* _Passage_
*** Begin section ***

Keep a log of your work and document it well

In case the problem persists, then make sure to keep a record of all the work you’ve done or are currently pursuing. Have a securely protected folder for all those documented files so that if you are asked about it in the future, you can easily provide proof to the concerned person. You can also mention about how you came up with the idea and the alternatives you proposed pertaining to a specific project. Keep a work diary where you jot down the day’s events. Write down the ideas you shared in the team meeting along with that day’s achievements as well as errors. Also keep track of emails that were sent from your inbox and the emails you received. Don’t forget to get a print of the praises and the recognition you get in various emails. Do not be shy or afraid of claiming ownership of ideas or projects that you’ve come up with when talking to your co-workers or subordinates. Say things like, “when I thought of this idea, I recommended this alternative… ” or “I already knew this software would help achieve our target easily.”

Work in groups that includes your boss

One of the best ways to let others know that an idea is yours is to ensure you work in a group or a team. Save all your novel ideas for team meetings so that everybody takes notice of the fact that you came up with the idea. Your boss won’t be able to take credit for something that has come out of your mind when there are people around. Lead from the front and show your boss how it’s done. You can volunteer to give an update about your project to your boss’s seniors. That way you can make everyone in hierarchy know that you are the mastermind when it comes organizing and presenting your project. You can email any ideas you have about a project to your boss. This is proof enough that you’ve come up with a solution and under no circumstance can your boss take credit for it.

Let it pass

Life isn’t easy as it seems and on a few occasions you have to experience rough moments and move on. You won’t get your due and you learn this from the ‘school of hard-knocks’. However, there will be moments in the future where you showcase your true abilities and get recognition for it. In the meantime, have some alone time for introspection. Indulge in a brainstorming session and come up with new ideas for your next project. Ideas if kept to yourself aren’t really worth but, if shared with your team can result in joint success for your boss, your team and yourself. On a few occasions you won’t be able to hog the limelight but this teaches your tolerance and patience. As an employee of a company it’s your job to protect your manager, subordinates and ensure they look good in all situations. No one is saying you shouldn’t get appreciated for your work but reacting to every small issue won’t do any good. Be patient and choose your battles in a wise way.

Get a new boss

If there no signs of the storm to pass, then it’s best to look out for a new job. No point in being in such a place where your efforts aren’t honestly appreciated. A lot of people can’t quit their jobs since they have mouths to feed. They have to deal with a bad boss and stick to a job they loathe. But, if your manager takes all your ideas and doesn’t even bother mentioning you to your peers or your seniors quite frequently, then it’s safe to say your boss doesn’t want you to flourish in your career. Your work is yours to keep and a good boss will have no qualms letting you represent your work and won’t steal your thunder, ever.

*** End section ***

* _Point localization data_
*** Begin section ***

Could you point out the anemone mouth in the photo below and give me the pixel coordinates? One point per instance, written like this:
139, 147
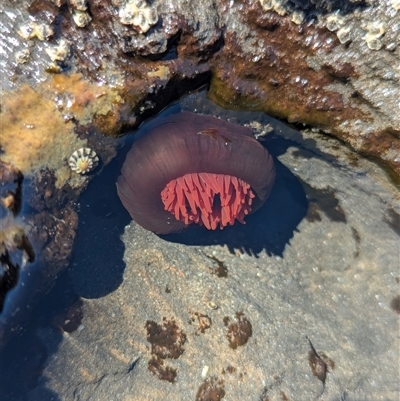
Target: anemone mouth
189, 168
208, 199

*** End section ***

* _Required actions_
1. From the workplace advice passage above, extract the text from "If there no" up to and including "your thunder, ever.".
2. In the workplace advice passage, what are you told to get a print of?
3. Explain why the workplace advice passage recommends emailing your project ideas to your boss.

* _Responses in order_
1.
If there no signs of the storm to pass, then it’s best to look out for a new job. No point in being in such a place where your efforts aren’t honestly appreciated. A lot of people can’t quit their jobs since they have mouths to feed. They have to deal with a bad boss and stick to a job they loathe. But, if your manager takes all your ideas and doesn’t even bother mentioning you to your peers or your seniors quite frequently, then it’s safe to say your boss doesn’t want you to flourish in your career. Your work is yours to keep and a good boss will have no qualms letting you represent your work and won’t steal your thunder, ever.

2. The praises and recognition you get in various emails.

3. Such an email is proof that you came up with the solution. That way your boss cannot take credit for it under any circumstance.